Stated task 1 >>
Answer these questions using the text on solar leases:
(a) What share of all solar installations in California in 2017 used third-party financing?
(b) What credit score do most leasing companies require?
(c) How long is the term of most solar leases?

--- Start of Text section ---

Solar leases are very popular with homeowners. In sunny California, 32 percent of all solar installations in 2017 were done via third-party financing. That’s a jump from less than 10 percent in 2009, according to the Climate Policy Initiative. For homeowners who want to have the benefits of solar power without the hassle of owning or maintaining their own system, a lease makes sense: While an outright purchase requires a large amount of cash on hand, and a loan means monthly payments but comes along with the responsibilities of maintenance, a solar lease gives some homeowners what they want without the hassles.
It is important to remember that solar leases are not available in all states. Before looking into whether a solar lease is the right option, ensure that it is possible in your state.
Take the Quiz:
Is a Solar Lease Right for You?
Is a solar lease really the right move for you right now? There are a few simple questions that can help you decide if it’s time to move forward, or if it’s best to step back and reevaluate your situation. Take a look at the following questions to determine the best course of action.
Do you own your home?
Only the homeowner can have a solar array installed and enter into a lease for the system. If you do not own your home, speak to your landlord about solar.
Is your credit score above 680?
Most leasing companies require a credit score of 680 or higher, though special financing might be available for those with a credit score between 650 and 679.
Is your roof mostly free of tree shading?
Large trees shading your home might preclude the use of solar panels. The only way to be sure is to have a site evaluation completed by the leasing company.
Is your roof in good condition?
Solar panels can only be installed on roofs that are in very good condition. If your roof needs to be replaced, take care of that before installing solar panels.
Do you plan to stay in your home for at least 15 years?
Most solar leases run for a 15 to 20-year term. Moving out of the home before the lease is up might lead to issues with transferring the lease to the new buyers.
Is buying the solar system outright cost-prohibitive?

--- End of Text section ---

Stated task 2 >> Reproduce the rows verbatim, starting at the line that contains "point: painted line" and ending with the final line of the rows.

--- Start of Data rows ---

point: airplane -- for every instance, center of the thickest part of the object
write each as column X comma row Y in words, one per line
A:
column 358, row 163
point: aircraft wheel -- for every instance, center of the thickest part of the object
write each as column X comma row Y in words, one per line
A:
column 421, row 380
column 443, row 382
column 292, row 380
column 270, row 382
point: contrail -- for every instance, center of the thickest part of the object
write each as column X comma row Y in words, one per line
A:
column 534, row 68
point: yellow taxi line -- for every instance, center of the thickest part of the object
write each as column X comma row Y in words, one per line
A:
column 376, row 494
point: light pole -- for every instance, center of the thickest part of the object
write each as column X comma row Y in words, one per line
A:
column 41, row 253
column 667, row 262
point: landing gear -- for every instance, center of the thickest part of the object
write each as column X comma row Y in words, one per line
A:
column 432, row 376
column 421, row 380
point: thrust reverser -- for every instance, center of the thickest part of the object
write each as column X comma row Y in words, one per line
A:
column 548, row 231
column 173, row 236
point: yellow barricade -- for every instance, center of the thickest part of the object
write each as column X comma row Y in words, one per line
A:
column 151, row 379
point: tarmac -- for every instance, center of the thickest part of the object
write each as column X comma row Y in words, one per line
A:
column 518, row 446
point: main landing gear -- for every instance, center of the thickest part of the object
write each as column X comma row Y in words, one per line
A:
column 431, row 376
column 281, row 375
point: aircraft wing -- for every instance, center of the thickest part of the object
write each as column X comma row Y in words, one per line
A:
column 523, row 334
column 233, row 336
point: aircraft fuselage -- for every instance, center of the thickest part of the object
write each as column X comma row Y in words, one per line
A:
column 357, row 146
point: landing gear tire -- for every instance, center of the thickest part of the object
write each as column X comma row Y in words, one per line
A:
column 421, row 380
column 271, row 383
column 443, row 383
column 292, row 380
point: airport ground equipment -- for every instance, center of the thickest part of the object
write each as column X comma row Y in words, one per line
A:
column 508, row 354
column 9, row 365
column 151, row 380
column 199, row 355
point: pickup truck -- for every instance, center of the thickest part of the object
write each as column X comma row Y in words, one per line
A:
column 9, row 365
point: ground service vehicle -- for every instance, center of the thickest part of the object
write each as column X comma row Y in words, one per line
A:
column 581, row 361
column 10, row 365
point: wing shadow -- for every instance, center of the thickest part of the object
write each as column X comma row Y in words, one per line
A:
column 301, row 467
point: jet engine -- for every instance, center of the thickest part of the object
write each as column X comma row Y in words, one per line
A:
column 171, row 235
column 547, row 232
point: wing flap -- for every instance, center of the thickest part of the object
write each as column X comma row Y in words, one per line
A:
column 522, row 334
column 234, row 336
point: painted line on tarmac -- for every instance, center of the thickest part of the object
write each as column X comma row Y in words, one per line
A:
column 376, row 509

--- End of Data rows ---

Reply 1 >>
(a) 32 percent
(b) 680 or higher
(c) 15 to 20 years

Reply 2 >>
point: painted line on tarmac -- for every instance, center of the thickest part of the object
write each as column X comma row Y in words, one per line
A:
column 376, row 509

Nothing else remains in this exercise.